WORKING DATA =
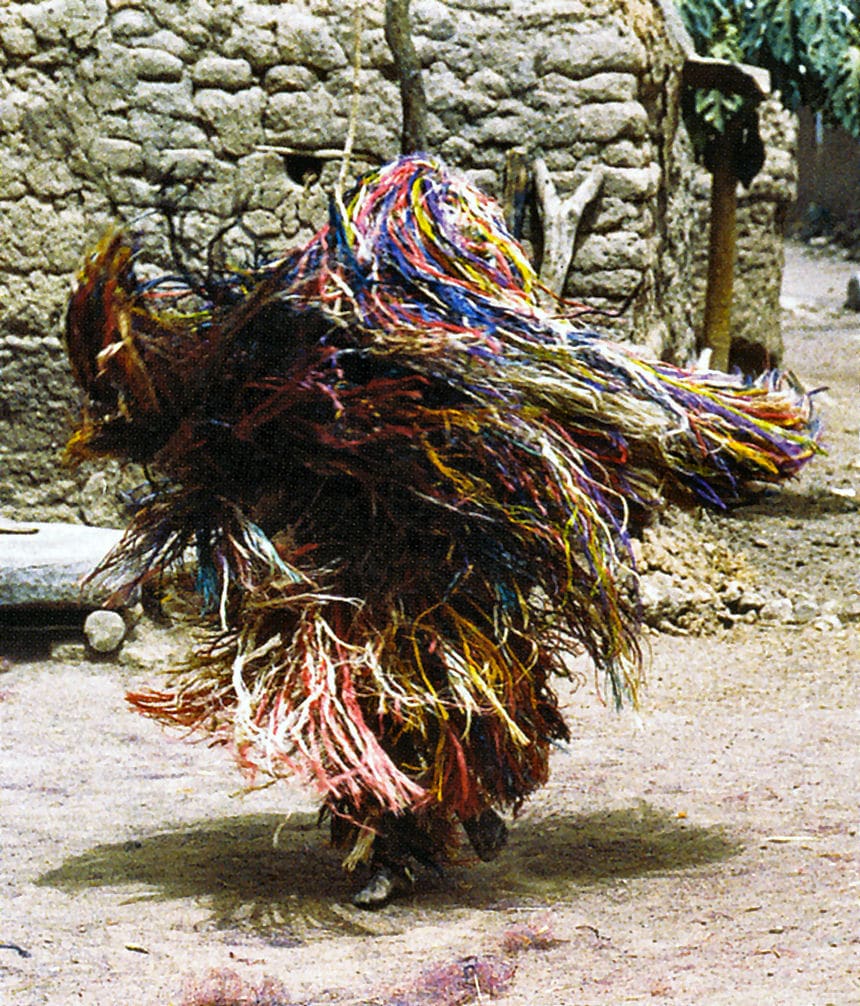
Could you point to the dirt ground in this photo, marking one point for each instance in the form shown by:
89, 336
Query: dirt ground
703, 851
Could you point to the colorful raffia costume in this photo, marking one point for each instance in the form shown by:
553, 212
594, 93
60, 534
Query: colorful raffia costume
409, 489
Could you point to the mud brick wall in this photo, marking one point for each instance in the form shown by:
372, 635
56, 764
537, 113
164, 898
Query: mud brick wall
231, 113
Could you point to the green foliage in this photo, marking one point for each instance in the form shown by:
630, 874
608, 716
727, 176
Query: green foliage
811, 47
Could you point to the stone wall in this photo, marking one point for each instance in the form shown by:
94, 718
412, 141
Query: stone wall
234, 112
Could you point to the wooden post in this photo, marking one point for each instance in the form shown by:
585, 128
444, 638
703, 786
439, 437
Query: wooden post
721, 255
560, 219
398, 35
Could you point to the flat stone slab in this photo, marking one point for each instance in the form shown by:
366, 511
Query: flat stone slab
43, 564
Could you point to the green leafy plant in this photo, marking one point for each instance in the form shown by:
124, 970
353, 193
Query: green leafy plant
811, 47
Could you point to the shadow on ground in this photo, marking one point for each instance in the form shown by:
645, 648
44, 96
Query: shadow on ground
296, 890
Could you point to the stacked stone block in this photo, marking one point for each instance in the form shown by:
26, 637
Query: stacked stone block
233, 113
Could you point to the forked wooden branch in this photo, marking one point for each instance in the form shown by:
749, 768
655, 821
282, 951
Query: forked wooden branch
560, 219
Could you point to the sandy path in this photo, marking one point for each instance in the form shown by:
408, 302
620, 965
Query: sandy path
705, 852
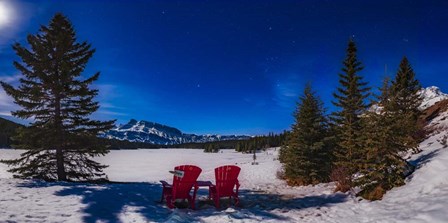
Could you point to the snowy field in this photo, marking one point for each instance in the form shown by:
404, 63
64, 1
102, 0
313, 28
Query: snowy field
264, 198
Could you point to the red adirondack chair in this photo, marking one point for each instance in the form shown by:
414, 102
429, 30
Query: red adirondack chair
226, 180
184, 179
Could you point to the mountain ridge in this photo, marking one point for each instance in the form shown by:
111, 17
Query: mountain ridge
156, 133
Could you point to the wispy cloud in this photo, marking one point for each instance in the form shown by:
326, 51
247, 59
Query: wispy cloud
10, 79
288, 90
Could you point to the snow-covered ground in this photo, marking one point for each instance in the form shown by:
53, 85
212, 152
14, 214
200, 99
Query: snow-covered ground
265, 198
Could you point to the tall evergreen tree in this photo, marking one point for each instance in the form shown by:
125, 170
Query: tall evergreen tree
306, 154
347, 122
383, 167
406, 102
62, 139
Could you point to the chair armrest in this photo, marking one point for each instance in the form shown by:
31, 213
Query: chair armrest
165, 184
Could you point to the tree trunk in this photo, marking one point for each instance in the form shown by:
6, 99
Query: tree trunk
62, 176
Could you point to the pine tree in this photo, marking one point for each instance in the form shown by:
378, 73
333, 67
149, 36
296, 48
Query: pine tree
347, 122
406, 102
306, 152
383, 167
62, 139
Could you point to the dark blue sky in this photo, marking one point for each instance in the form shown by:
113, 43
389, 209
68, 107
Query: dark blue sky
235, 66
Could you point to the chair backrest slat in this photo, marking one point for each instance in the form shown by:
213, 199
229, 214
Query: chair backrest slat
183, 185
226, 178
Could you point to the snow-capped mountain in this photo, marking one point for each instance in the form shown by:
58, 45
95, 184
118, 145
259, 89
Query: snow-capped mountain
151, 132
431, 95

TASK ITEM =
Repeat the listing verbatim without its pictures.

RESPONSE AREA =
Could you point to the dirt ground in this photo, marking one point for each instance in the form shown by:
89, 336
Query: dirt ground
703, 851
Could you point to the colorful raffia costume in this photo, marking one point for each instance in the form shown by:
553, 212
594, 93
60, 534
Query: colorful raffia costume
409, 489
Could you point to the mud brick wall in this photo, marking one point for each instance in the form shown by:
372, 635
56, 764
537, 113
164, 898
Query: mud brick wall
231, 113
Could you point to the green foliage in this photo, marking one point for each instance in the form shown by:
630, 874
608, 716
727, 176
Query: green foliage
811, 47
Could you point to the stone wall in this photo, marking one point for each instance in the form shown by:
94, 718
412, 141
Query: stone wall
234, 112
Could you point to the wooden post in this photo, marking one point for each instance in the form shown by:
585, 128
444, 638
703, 786
439, 437
Query: wooden post
721, 255
560, 219
398, 35
Could you point to the flat stone slab in this photo, marking one point for each instance in the form shown by:
366, 511
Query: flat stone slab
43, 564
Could you point to the green leafy plant in this photo, marking one point for each instance in the form shown by:
124, 970
353, 193
Query: green leafy plant
811, 47
Could you point to the shadow on ground in this photo, marking one point for each instance in the form shown by:
645, 648
44, 96
Query: shadow on ground
296, 890
Could you point to the stacked stone block in this photo, marking one point for each instance in the form shown by:
26, 637
Query: stacked stone block
233, 113
Could you point to the forked wooden branch in this photo, marking one point for each instance in the form shown by:
749, 768
655, 821
282, 951
Query: forked wooden branch
560, 219
Could you point to the sandy path in this photo, marking one point for each instance in the form shown by:
408, 302
620, 965
Query: sandy path
705, 852
Could you point to the snowy field in this photo, marking one point for each instance in the form shown by:
404, 63
64, 1
102, 0
313, 28
Query: snowy field
264, 198
Could you point to the red adirondack chair in this photo, marking one point for each instance in the form shown by:
414, 102
429, 30
Query: red adirondack chair
226, 180
184, 179
Could you point to the mountain ridge in this photo, marking one point for each instance in the form shown by:
111, 17
Query: mountain ridge
156, 133
Could you point to the wispy cloud in this photo, marking one point for each instance in the form shown by:
326, 51
247, 59
Query: wispy cloud
10, 79
288, 90
Could you point to the snow-covered ground in this photo, marking one point for each instance in the form shown by:
53, 85
212, 152
14, 214
200, 99
Query: snow-covered ground
265, 198
Could you point to the tall evergreen tree in this photo, marking one point for each instance in the form shown by:
125, 170
Query: tall evergreen tree
306, 154
347, 122
383, 167
406, 102
62, 139
Could you point to the chair armrest in this photo, marking one point for each instance in the form shown by:
31, 213
Query: chair armrest
165, 184
Could you point to the tree trunk in this photo, marking one point for each instance in the form shown by:
6, 99
Query: tree trunk
62, 176
Could you point to the pine tree in this photo, marking one point for each instance in the form shown by:
378, 73
333, 67
149, 36
296, 48
Query: pine tree
347, 122
406, 102
306, 152
383, 167
62, 139
Could you point to the dark blue sky in this photo, marking one point for each instance in the form shown by:
113, 43
389, 209
68, 107
Query: dark blue sky
235, 66
Could you point to the chair backrest slat in this photo, marking one point for each instance in the form shown by:
213, 199
229, 214
Query: chair backrest slat
183, 185
226, 178
Could you point to the snow-capped mountain in this photo, marking one point for each instance in the form shown by:
58, 45
95, 184
118, 145
259, 89
Query: snow-capped mountain
151, 132
431, 95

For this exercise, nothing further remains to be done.